To do: Reproduce the material starting at the line containing "arched ceiling | outline every instance" and ending at the end of the material, shifting every x and y vertex coordinate in the outlines by -72 and keeping every other line and character as it stands.

--- START OF Task input ---

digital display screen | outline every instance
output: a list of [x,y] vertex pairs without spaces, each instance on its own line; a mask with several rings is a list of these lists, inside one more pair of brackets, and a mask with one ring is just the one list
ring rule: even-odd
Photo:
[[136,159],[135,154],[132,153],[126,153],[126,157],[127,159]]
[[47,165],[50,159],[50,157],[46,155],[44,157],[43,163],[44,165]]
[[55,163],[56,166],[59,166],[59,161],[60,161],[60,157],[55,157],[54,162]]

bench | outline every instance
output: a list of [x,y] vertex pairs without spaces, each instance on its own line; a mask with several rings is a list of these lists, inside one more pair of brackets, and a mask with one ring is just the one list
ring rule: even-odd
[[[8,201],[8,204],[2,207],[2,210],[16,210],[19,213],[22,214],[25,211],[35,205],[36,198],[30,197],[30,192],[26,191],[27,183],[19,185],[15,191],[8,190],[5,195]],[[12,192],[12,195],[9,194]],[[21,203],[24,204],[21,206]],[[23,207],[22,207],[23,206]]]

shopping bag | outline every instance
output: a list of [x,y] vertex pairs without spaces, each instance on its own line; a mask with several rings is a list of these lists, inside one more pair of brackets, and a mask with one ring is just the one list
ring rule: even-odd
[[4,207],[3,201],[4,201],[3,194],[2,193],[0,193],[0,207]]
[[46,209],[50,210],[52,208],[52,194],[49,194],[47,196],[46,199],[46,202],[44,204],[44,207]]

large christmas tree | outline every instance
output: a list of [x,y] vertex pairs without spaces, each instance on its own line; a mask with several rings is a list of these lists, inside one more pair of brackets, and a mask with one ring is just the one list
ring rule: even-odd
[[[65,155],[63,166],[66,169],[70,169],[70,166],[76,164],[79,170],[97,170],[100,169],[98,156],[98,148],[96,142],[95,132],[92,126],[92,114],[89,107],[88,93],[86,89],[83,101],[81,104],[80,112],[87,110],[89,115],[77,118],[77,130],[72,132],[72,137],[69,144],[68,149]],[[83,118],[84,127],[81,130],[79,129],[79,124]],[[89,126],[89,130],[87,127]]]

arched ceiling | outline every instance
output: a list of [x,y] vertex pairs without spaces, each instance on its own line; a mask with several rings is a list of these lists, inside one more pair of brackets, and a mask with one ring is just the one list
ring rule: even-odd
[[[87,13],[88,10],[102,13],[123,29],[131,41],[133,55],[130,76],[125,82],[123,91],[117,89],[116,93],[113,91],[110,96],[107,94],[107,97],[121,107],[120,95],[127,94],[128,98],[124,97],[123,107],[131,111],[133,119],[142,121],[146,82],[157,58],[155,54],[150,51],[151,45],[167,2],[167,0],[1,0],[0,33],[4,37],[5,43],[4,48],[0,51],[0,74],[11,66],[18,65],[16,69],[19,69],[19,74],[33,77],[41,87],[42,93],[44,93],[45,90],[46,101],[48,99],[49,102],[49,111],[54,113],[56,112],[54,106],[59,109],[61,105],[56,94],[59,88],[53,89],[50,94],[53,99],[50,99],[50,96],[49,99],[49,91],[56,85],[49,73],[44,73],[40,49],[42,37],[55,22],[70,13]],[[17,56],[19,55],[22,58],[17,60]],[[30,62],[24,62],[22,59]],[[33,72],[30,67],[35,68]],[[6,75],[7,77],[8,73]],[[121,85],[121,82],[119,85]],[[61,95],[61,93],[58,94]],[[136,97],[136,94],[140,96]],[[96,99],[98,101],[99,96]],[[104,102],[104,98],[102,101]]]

--- END OF Task input ---

Output for this task:
arched ceiling | outline every instance
output: a list of [x,y] vertex pairs without spaces, each instance on its own line; a mask with several rings is a list of these lists, inside one more pair of brackets, and a mask with one ring is just the one list
ring rule: even-odd
[[[15,-59],[16,-62],[30,-59],[51,-43],[59,-31],[61,-17],[58,4],[53,10],[51,19],[45,17],[44,21],[41,19],[38,24],[35,22],[35,25],[49,35],[48,23],[55,22],[56,26],[52,25],[51,35],[59,39],[61,47],[70,49],[74,10],[85,-14],[83,-18],[78,-21],[79,-27],[95,-70],[95,-72],[-71,-72],[-72,-39],[-68,-35],[-67,-29],[-68,-24],[-72,-21],[-72,2],[-61,-6],[-54,-7],[-56,-3],[-53,-3],[-53,2],[-39,5],[-31,15],[-30,21],[-28,21],[-27,18],[-26,29],[-24,27],[-23,30],[-23,39],[-18,41],[-16,40],[-18,34],[-13,37],[-11,33],[-16,22],[-13,16],[-19,17],[-22,22],[-19,27],[-22,27],[-22,24],[-23,27],[-23,19],[-16,13],[-23,1],[-28,1],[-32,-23],[-30,-35],[-17,-50],[-2,-59]],[[-55,-16],[-53,-17],[-50,-14],[-55,-12]],[[-42,-10],[-48,-10],[-50,-13]],[[-39,0],[-42,-5],[-37,-4]],[[-66,3],[-65,5],[-64,1]],[[49,13],[49,10],[47,13]],[[-11,23],[-11,21],[-14,22]],[[64,25],[64,22],[68,24]],[[24,27],[26,29],[27,24]],[[32,30],[32,26],[30,29]]]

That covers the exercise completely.